EXERCISE INSTRUCTIONS -
From the listing below, extract every line in which the word "site" appears.

EXTRACTED ENTRIES -
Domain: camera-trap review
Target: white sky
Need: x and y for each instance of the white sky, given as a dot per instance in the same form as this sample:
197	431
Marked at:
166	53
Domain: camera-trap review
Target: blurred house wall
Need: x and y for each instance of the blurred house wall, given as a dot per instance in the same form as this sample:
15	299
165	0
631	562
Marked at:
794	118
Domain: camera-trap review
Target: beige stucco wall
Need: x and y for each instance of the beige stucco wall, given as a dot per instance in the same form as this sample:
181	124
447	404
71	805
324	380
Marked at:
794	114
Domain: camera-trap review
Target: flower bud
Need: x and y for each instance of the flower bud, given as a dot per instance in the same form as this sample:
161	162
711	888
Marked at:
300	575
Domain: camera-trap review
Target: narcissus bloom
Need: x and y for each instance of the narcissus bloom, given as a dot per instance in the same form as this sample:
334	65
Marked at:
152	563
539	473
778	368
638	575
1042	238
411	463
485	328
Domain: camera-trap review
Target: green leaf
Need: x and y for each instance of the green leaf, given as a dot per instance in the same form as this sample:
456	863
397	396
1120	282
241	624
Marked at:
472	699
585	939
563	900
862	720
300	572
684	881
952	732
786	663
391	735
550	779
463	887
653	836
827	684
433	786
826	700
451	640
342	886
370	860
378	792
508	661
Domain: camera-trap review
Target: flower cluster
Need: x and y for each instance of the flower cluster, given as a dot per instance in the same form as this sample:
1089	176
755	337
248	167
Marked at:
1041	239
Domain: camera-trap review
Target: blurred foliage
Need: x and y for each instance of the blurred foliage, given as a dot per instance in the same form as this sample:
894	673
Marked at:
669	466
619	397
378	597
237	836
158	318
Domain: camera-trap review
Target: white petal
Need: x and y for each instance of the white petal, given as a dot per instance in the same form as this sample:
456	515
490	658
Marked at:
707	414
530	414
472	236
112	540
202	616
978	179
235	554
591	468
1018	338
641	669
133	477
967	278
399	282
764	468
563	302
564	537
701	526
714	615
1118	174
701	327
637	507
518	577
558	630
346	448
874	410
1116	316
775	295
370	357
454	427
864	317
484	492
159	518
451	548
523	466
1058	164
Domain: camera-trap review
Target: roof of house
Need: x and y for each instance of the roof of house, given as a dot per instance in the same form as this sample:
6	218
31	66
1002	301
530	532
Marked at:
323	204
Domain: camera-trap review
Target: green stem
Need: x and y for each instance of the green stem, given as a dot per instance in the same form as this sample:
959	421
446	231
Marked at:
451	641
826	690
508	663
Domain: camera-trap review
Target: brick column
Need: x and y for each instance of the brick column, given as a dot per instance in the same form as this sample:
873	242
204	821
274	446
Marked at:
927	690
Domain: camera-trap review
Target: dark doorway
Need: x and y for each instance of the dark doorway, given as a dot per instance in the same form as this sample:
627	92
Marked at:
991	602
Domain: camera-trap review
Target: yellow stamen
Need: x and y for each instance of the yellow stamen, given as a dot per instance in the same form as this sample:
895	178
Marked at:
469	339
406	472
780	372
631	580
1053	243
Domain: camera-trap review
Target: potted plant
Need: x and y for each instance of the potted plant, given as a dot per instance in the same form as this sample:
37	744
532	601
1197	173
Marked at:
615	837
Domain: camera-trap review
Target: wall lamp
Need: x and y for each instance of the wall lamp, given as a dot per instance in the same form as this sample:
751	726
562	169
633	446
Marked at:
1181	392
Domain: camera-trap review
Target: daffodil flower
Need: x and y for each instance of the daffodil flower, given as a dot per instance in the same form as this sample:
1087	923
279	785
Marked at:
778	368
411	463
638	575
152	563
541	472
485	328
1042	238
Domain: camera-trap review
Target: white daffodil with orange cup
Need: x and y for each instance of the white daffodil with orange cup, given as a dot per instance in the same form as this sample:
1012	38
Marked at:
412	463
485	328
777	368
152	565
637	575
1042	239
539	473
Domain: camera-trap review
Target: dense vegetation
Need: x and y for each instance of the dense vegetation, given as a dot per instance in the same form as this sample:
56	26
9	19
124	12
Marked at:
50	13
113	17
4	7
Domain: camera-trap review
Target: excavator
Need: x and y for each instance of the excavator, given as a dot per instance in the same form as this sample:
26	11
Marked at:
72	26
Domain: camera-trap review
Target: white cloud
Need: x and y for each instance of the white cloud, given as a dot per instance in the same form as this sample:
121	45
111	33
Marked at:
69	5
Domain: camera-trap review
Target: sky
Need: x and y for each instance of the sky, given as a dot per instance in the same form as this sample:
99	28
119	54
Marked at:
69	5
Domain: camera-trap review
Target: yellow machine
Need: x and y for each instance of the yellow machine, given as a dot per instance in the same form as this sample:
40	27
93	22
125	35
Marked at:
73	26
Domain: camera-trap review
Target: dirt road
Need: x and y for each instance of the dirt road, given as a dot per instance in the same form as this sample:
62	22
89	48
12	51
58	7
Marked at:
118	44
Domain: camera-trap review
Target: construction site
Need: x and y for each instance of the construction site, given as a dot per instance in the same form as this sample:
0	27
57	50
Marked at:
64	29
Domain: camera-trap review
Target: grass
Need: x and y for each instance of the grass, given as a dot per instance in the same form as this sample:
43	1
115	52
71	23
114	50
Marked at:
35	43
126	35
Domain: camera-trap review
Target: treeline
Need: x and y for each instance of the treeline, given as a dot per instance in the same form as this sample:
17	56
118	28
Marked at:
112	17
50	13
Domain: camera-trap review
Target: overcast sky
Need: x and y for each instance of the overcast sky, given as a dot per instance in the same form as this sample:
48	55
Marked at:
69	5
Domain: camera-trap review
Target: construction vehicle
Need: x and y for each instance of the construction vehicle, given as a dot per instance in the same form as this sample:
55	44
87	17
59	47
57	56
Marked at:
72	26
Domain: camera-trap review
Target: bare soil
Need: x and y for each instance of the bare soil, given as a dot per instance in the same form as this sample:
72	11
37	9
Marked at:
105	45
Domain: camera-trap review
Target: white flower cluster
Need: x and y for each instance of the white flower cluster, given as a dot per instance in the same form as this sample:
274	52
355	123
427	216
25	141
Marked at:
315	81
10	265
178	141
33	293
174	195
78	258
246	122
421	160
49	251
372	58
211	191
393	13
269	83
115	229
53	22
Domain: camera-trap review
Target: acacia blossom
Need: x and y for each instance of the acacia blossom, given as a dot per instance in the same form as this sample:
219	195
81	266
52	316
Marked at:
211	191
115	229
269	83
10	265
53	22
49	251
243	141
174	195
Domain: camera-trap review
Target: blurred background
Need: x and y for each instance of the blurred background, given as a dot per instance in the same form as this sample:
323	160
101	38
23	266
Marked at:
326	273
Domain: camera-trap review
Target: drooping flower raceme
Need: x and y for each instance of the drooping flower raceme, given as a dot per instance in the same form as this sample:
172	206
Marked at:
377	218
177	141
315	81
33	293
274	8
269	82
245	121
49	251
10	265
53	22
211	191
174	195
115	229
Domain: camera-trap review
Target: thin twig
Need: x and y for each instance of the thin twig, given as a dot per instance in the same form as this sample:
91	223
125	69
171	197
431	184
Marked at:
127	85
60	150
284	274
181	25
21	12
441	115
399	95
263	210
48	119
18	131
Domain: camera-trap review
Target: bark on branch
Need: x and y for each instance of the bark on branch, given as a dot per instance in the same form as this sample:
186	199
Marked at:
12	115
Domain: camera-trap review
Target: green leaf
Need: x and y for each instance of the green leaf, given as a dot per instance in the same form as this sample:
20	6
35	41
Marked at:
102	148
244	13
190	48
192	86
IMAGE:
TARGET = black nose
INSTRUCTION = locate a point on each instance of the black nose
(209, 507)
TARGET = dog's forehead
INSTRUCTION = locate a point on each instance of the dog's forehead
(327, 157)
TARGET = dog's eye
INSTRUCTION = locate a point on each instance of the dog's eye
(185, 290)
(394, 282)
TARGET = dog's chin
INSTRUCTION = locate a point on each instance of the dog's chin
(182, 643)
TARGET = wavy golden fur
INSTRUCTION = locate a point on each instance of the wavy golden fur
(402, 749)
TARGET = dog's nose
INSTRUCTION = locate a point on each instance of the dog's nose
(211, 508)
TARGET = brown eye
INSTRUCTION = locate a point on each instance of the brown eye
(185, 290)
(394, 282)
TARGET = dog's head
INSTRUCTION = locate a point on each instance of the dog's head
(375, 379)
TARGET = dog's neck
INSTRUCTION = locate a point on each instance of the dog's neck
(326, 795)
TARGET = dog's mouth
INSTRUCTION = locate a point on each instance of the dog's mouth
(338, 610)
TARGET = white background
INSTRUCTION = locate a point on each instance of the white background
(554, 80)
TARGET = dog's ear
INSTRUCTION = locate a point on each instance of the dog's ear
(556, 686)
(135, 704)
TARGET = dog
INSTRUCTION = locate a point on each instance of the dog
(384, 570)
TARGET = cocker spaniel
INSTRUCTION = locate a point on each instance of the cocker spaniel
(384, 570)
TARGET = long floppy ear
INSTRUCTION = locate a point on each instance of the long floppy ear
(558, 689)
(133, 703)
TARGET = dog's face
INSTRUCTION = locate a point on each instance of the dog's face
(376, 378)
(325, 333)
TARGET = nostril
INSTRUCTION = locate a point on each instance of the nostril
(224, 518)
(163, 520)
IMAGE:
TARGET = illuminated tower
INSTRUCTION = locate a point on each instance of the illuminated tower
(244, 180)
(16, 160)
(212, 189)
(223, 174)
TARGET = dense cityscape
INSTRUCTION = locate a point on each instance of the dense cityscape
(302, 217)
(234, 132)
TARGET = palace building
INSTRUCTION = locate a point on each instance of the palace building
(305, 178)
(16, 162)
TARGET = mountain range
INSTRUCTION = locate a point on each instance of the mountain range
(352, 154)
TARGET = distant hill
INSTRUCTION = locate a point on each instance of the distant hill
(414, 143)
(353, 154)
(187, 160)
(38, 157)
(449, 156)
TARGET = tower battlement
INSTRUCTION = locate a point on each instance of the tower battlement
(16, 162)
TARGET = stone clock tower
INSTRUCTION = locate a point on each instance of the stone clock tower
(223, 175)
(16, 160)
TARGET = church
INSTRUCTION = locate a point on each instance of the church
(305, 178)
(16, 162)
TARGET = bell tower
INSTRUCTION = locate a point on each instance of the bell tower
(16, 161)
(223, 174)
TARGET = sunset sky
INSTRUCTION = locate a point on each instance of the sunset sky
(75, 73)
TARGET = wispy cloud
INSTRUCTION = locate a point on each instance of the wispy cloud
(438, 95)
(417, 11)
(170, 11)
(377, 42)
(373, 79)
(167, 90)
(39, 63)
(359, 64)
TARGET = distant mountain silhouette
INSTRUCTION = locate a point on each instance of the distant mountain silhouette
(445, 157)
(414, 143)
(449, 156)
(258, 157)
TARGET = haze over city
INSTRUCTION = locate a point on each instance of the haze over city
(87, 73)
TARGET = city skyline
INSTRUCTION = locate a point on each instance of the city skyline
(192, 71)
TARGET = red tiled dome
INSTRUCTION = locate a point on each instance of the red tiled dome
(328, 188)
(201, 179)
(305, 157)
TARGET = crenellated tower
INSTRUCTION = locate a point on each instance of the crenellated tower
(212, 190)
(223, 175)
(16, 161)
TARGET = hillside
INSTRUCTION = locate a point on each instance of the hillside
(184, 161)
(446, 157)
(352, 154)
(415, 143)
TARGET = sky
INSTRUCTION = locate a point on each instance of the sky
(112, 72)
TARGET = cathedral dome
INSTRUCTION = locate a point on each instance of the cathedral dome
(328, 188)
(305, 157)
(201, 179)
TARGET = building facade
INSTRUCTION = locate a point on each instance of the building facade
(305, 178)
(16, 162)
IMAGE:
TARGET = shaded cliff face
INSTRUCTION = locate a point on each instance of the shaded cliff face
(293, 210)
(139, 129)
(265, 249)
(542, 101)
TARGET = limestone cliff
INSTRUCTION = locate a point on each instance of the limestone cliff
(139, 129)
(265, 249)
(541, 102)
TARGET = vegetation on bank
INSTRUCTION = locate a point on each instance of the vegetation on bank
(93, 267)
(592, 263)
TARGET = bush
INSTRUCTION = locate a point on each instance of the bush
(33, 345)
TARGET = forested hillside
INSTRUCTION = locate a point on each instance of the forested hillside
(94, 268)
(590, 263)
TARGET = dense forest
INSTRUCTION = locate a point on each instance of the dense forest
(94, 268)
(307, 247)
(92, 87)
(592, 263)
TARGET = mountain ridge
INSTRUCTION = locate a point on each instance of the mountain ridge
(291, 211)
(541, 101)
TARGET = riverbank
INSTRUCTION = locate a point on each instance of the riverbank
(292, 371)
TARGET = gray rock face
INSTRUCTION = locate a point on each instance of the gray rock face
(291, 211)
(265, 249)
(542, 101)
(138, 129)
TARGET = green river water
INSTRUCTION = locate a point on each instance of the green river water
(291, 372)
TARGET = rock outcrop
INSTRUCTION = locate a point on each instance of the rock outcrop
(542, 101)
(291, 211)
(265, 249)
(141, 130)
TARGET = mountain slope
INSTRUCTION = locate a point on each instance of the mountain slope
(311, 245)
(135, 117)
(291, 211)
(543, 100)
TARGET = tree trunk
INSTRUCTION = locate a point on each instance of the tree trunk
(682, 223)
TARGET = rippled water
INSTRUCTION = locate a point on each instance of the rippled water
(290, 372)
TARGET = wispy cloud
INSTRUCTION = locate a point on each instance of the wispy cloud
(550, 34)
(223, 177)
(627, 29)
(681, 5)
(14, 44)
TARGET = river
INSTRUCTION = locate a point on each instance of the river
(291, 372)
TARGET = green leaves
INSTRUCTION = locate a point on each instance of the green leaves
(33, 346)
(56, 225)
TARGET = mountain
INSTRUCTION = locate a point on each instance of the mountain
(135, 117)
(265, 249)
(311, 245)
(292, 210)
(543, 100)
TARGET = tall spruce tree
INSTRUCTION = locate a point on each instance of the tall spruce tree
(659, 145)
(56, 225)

OUTPUT OF THE TASK -
Target: construction site
Need: x and y for each instance of the construction site, given as a dot per instance in the same form as this sample:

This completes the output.